Recorded data ->
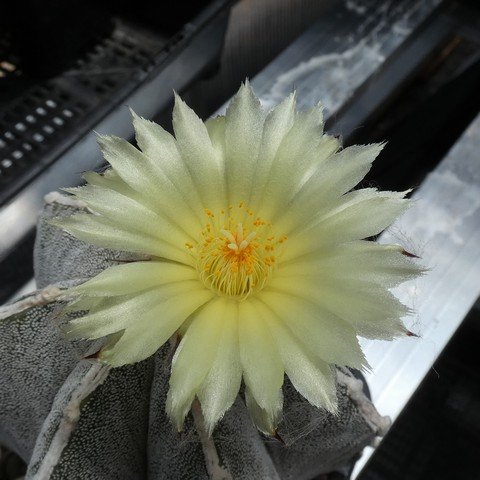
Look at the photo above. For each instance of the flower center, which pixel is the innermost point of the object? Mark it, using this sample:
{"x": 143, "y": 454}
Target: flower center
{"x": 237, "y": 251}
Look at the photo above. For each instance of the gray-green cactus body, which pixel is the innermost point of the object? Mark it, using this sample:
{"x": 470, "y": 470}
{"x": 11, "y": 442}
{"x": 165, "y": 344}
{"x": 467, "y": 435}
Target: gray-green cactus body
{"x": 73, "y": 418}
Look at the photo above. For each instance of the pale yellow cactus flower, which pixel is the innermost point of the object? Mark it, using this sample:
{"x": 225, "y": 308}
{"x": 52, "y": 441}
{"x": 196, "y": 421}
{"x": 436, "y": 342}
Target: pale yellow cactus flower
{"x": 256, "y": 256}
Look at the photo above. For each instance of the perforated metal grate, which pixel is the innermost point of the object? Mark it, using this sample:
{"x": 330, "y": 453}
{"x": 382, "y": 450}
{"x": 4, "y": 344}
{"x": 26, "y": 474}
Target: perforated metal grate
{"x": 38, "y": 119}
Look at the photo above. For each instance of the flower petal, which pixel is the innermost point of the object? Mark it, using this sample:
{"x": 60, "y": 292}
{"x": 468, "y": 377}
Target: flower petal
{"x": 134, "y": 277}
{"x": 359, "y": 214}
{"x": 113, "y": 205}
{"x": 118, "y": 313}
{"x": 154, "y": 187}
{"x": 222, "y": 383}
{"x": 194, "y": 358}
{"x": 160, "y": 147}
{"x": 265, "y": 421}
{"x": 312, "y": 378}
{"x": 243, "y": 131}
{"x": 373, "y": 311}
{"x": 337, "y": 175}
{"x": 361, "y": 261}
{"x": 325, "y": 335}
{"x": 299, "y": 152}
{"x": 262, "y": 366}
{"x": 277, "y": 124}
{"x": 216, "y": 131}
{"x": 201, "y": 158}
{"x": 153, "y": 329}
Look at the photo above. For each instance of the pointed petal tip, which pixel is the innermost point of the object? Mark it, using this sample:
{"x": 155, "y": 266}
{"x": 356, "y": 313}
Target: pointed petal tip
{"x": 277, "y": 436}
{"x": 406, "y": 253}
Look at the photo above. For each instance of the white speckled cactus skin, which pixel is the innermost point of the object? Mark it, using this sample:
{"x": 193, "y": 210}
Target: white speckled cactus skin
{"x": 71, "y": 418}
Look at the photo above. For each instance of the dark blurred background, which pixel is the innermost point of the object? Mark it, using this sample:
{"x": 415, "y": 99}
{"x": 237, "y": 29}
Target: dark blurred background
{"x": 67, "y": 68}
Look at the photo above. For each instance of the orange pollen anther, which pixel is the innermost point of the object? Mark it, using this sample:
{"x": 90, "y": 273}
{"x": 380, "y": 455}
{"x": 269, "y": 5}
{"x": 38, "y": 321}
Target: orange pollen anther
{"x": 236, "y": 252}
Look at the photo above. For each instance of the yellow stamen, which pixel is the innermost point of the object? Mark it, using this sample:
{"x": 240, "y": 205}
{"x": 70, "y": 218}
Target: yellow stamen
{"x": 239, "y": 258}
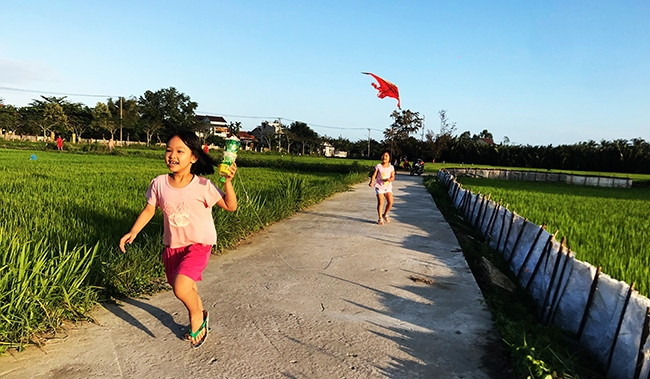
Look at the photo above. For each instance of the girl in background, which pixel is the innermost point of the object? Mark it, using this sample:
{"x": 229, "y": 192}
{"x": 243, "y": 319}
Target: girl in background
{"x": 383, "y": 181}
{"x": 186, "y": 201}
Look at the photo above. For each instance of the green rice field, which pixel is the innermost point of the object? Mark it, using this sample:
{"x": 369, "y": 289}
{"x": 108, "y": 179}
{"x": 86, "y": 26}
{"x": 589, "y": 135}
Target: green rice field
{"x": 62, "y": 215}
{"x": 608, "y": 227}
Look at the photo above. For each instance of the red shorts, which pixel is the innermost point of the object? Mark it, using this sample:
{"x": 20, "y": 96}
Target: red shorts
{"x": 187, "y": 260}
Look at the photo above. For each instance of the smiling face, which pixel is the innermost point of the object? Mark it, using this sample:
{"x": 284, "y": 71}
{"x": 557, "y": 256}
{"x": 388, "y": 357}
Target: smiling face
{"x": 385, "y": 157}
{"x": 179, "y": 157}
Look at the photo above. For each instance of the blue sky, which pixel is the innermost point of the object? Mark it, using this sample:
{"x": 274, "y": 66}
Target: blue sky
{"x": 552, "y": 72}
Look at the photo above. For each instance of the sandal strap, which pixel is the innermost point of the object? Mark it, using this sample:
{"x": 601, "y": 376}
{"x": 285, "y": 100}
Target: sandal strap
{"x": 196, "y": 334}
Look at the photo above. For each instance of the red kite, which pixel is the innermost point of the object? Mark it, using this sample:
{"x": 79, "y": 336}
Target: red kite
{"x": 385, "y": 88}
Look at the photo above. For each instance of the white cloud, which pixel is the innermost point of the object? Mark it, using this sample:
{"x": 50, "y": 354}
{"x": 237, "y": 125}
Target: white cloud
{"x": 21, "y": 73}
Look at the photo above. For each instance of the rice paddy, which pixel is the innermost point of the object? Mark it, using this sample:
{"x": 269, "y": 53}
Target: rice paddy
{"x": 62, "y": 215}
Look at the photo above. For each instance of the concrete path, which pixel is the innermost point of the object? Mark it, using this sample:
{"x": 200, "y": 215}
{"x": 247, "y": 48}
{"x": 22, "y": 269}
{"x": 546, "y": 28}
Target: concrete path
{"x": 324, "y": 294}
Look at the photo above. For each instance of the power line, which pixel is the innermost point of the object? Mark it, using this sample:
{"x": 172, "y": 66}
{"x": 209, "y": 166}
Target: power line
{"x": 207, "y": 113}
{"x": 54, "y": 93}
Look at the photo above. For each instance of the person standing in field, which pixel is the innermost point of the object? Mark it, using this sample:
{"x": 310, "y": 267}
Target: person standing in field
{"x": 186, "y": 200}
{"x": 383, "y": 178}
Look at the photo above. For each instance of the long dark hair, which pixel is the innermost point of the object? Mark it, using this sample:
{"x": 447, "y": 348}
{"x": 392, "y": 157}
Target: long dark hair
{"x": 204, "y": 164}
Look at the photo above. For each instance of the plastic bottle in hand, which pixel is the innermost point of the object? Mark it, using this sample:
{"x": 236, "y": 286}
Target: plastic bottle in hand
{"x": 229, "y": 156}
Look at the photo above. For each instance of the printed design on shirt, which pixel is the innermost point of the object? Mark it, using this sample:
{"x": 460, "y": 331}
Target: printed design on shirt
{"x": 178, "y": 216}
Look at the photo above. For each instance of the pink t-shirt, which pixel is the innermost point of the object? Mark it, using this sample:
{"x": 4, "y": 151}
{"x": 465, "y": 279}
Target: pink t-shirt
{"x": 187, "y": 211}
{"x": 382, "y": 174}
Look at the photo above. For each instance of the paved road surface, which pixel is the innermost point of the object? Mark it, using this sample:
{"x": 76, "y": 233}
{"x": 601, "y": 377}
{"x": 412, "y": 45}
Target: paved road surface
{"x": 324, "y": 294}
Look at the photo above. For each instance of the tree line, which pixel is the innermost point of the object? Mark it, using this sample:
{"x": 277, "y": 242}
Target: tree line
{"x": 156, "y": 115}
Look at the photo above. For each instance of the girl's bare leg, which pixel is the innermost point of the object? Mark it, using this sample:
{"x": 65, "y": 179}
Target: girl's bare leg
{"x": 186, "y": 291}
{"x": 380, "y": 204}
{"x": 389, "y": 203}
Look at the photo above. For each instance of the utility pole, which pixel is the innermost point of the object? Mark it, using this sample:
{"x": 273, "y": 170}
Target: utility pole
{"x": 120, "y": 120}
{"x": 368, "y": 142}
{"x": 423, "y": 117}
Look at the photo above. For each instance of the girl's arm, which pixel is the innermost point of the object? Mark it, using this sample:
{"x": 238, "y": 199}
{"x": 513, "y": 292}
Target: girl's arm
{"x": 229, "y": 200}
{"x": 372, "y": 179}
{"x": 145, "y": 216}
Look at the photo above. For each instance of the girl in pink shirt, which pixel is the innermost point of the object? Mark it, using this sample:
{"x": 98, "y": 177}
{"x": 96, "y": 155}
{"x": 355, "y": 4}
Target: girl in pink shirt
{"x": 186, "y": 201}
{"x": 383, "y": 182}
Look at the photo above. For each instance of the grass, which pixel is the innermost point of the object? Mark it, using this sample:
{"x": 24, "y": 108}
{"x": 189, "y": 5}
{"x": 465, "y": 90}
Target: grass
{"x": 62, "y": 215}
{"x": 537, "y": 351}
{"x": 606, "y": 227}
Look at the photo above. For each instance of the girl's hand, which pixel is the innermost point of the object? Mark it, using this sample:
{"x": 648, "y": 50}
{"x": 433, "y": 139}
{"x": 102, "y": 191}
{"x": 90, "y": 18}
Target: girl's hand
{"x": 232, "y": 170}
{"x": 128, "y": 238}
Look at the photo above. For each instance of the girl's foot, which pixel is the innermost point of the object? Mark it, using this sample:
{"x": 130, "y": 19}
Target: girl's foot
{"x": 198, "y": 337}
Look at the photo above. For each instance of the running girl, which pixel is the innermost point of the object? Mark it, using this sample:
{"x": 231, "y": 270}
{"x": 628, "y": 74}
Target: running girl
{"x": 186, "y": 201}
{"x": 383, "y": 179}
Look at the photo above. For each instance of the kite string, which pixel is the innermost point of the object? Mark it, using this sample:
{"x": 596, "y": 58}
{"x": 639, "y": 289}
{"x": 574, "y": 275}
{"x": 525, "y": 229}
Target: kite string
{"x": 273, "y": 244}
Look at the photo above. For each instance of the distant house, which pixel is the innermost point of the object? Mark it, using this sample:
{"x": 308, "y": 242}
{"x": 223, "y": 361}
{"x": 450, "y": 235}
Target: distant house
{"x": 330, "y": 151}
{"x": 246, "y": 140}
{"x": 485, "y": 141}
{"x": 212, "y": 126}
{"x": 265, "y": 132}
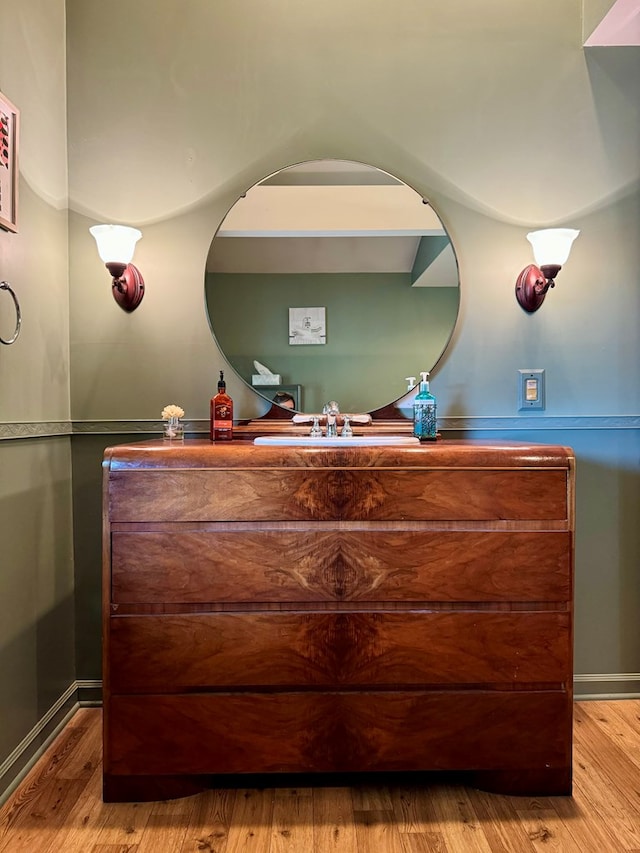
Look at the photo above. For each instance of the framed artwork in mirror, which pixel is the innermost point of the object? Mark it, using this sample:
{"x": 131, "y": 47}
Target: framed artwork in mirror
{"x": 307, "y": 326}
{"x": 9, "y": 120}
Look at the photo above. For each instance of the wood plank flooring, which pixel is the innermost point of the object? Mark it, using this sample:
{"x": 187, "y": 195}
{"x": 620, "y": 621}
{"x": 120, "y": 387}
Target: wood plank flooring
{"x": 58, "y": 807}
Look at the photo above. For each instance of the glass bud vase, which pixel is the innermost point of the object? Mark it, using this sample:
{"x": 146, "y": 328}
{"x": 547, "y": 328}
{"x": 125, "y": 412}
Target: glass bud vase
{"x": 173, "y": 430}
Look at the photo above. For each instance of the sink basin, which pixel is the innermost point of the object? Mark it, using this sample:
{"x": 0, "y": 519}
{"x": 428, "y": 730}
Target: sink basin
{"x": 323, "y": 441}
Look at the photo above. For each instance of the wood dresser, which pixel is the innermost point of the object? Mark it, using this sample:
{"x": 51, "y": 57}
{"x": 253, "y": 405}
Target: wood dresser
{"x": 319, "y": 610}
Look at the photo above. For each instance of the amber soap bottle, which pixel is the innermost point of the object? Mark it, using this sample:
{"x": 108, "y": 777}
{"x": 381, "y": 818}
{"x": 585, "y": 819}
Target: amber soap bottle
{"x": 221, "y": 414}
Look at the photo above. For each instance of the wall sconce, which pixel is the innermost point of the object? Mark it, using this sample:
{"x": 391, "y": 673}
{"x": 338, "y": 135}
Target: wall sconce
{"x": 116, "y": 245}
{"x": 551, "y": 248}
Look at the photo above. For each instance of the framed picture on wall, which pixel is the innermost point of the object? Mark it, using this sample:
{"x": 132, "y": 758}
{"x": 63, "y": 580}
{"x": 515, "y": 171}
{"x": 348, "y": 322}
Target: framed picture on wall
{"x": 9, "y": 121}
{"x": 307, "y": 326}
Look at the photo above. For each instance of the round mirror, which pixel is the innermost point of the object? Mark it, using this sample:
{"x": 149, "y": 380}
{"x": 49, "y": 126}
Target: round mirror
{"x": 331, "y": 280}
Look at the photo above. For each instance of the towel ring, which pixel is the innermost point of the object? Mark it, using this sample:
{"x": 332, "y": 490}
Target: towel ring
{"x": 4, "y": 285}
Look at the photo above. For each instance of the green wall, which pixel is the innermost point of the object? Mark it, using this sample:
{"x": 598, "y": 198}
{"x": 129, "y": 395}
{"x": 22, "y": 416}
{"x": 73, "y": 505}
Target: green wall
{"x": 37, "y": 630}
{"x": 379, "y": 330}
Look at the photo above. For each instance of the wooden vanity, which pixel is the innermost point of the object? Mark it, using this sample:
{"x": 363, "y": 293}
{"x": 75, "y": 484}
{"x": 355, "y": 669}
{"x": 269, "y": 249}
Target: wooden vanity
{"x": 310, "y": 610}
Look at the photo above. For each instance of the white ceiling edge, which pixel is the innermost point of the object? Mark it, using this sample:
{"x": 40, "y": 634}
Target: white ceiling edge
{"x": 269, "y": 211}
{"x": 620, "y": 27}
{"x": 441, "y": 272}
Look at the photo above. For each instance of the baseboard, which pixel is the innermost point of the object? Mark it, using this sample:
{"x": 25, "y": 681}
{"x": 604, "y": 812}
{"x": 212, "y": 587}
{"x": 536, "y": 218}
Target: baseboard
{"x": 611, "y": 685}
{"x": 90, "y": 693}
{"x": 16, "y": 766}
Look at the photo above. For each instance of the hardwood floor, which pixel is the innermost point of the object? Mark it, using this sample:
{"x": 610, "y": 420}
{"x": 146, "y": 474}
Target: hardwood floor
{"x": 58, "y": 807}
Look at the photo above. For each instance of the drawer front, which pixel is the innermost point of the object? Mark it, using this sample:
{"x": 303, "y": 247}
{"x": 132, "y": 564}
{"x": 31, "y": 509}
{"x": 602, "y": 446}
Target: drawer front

Your objective ->
In the listing above, find each line where "drawer" occurs and copy it.

Problem solution ->
Look at the photo above. For each instance of the drawer front, which pixel is the innermost point of the object? Mark it, using this sample:
Target: drawer front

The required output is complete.